*YOUR INSTRUCTIONS:* Reproduce every entry precisely as written.

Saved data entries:
▽

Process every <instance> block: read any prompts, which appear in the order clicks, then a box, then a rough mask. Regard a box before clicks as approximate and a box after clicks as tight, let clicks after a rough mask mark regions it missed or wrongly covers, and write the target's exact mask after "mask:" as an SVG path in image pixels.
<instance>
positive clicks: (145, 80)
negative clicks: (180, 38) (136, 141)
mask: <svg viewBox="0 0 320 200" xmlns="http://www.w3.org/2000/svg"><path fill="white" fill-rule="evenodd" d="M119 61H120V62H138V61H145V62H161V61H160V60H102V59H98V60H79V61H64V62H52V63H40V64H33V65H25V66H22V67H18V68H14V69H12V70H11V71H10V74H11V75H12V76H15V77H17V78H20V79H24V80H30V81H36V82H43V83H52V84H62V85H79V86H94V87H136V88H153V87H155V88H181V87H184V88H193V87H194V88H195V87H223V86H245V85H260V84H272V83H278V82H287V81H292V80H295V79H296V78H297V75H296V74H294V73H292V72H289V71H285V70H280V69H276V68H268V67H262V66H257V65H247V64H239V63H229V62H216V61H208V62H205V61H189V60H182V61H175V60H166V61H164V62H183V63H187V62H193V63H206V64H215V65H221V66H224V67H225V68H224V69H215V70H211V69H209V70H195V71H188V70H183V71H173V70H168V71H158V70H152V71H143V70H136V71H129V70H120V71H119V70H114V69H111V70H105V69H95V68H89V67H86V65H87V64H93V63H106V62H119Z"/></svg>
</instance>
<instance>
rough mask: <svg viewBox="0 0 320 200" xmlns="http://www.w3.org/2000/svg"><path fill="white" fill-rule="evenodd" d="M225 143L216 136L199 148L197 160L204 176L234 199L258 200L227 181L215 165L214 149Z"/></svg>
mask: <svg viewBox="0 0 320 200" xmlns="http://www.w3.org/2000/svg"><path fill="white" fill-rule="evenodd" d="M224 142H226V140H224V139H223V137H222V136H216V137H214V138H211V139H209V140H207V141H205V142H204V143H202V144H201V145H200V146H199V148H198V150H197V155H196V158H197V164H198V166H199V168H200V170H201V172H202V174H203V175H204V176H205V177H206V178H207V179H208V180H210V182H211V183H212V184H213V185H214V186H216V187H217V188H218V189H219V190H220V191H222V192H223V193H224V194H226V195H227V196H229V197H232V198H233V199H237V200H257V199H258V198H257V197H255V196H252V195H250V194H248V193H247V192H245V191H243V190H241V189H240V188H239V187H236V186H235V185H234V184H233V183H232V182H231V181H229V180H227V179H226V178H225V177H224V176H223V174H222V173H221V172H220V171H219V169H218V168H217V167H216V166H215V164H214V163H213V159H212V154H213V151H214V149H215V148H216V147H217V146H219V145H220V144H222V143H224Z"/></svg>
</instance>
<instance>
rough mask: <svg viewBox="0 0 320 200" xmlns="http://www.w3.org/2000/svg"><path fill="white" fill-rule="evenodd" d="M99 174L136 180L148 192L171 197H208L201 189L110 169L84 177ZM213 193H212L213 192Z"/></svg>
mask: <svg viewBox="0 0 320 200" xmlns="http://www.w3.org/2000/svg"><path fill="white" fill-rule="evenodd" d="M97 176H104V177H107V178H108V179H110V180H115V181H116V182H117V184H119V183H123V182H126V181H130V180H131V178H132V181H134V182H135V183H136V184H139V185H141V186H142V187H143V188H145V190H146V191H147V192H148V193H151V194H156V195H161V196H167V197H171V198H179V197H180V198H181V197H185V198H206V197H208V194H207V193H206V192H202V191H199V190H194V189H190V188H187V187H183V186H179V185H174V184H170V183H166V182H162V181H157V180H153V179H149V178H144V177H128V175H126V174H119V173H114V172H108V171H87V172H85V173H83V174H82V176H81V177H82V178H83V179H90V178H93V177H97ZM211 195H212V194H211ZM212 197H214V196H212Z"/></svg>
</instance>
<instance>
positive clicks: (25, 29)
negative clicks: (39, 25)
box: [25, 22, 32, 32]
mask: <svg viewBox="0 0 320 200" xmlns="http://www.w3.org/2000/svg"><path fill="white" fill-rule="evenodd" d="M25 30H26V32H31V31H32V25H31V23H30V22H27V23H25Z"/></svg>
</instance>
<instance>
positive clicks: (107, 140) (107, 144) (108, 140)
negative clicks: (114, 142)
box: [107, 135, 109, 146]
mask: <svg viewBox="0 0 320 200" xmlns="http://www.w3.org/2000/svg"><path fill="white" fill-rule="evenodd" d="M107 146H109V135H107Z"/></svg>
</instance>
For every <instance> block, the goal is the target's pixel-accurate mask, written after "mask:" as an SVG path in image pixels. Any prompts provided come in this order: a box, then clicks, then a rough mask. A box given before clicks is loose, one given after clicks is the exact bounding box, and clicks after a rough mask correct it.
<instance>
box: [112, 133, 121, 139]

△

*RESULT BELOW:*
Process every <instance> block: read any prompts, which appear in the order clicks, then a box, then a rough mask. Regard a box before clicks as approximate and a box after clicks as tight, let clicks after a rough mask mark regions it missed or wrongly covers, and write the target's exact mask after "mask:" as an SVG path in image pixels.
<instance>
positive clicks: (145, 80)
negative clicks: (180, 38) (136, 141)
mask: <svg viewBox="0 0 320 200" xmlns="http://www.w3.org/2000/svg"><path fill="white" fill-rule="evenodd" d="M119 61H120V62H138V61H145V62H161V61H160V60H102V59H98V60H79V61H64V62H52V63H40V64H33V65H25V66H22V67H18V68H14V69H12V70H11V71H10V74H11V75H12V76H15V77H17V78H20V79H24V80H30V81H36V82H43V83H52V84H62V85H79V86H94V87H136V88H153V87H155V88H181V87H184V88H193V87H194V88H195V87H223V86H245V85H260V84H272V83H278V82H287V81H292V80H295V79H296V78H297V75H296V74H294V73H292V72H289V71H285V70H280V69H276V68H268V67H262V66H257V65H247V64H239V63H229V62H216V61H208V62H205V61H189V60H182V61H175V60H166V61H164V62H183V63H187V62H193V63H206V64H215V65H221V66H224V67H225V68H224V69H215V70H211V69H209V70H195V71H188V70H183V71H173V70H168V71H158V70H152V71H143V70H136V71H129V70H120V71H119V70H114V69H111V70H105V69H95V68H89V67H86V65H87V64H93V63H106V62H119Z"/></svg>
</instance>
<instance>
rough mask: <svg viewBox="0 0 320 200" xmlns="http://www.w3.org/2000/svg"><path fill="white" fill-rule="evenodd" d="M225 143L216 136L199 148L197 160L204 176L234 199L258 200L227 181L215 165L214 149Z"/></svg>
mask: <svg viewBox="0 0 320 200" xmlns="http://www.w3.org/2000/svg"><path fill="white" fill-rule="evenodd" d="M224 142H226V140H224V139H223V137H222V136H216V137H214V138H211V139H209V140H207V141H205V142H204V143H202V144H201V145H200V146H199V148H198V150H197V155H196V158H197V164H198V166H199V168H200V170H201V172H202V174H203V175H204V176H205V177H206V178H207V179H208V180H210V182H211V183H212V184H213V185H214V186H216V187H217V188H218V189H219V190H220V191H222V192H223V193H224V194H226V195H227V196H229V197H232V198H233V199H237V200H257V199H258V198H257V197H255V196H252V195H250V194H248V193H247V192H245V191H243V190H241V189H240V188H239V187H236V186H235V185H234V184H233V183H232V182H231V181H229V180H227V179H226V178H225V177H224V176H223V174H222V173H221V172H220V171H219V169H218V168H217V167H216V166H215V164H214V163H213V159H212V154H213V151H214V149H215V148H216V147H217V146H219V145H220V144H222V143H224Z"/></svg>
</instance>
<instance>
rough mask: <svg viewBox="0 0 320 200" xmlns="http://www.w3.org/2000/svg"><path fill="white" fill-rule="evenodd" d="M99 174L136 180L148 192L171 197H208L201 189L110 169L84 177ZM213 193H212L213 192Z"/></svg>
mask: <svg viewBox="0 0 320 200" xmlns="http://www.w3.org/2000/svg"><path fill="white" fill-rule="evenodd" d="M97 176H104V177H107V178H108V179H110V180H115V181H116V182H117V184H119V183H123V182H126V181H130V180H131V178H132V181H134V182H135V183H136V184H139V185H141V186H142V187H143V188H145V190H146V191H147V192H148V193H151V194H156V195H161V196H167V197H171V198H179V197H180V198H181V197H185V198H206V197H208V194H207V193H206V192H202V191H199V190H194V189H190V188H187V187H183V186H179V185H174V184H170V183H166V182H162V181H157V180H153V179H149V178H144V177H128V175H126V174H119V173H114V172H108V171H87V172H85V173H83V174H82V176H81V177H82V178H83V179H90V178H93V177H97ZM211 195H212V194H211ZM212 197H214V196H212Z"/></svg>
</instance>
<instance>
positive clicks: (25, 29)
negative clicks: (39, 25)
box: [25, 22, 32, 32]
mask: <svg viewBox="0 0 320 200" xmlns="http://www.w3.org/2000/svg"><path fill="white" fill-rule="evenodd" d="M25 30H26V32H31V31H32V25H31V23H30V22H27V23H25Z"/></svg>
</instance>
<instance>
positive clicks: (107, 140) (107, 144) (108, 140)
negative clicks: (114, 142)
box: [107, 135, 109, 146]
mask: <svg viewBox="0 0 320 200" xmlns="http://www.w3.org/2000/svg"><path fill="white" fill-rule="evenodd" d="M107 146H109V135H107Z"/></svg>
</instance>
For every <instance> block, the goal is the target's pixel-accurate mask, written after "mask:" as an SVG path in image pixels. Any prompts provided come in this order: a box, then clicks, then a rough mask. A box given before clicks is loose, one given after clicks is the exact bounding box, and clicks after a rough mask correct it.
<instance>
box: [112, 133, 121, 139]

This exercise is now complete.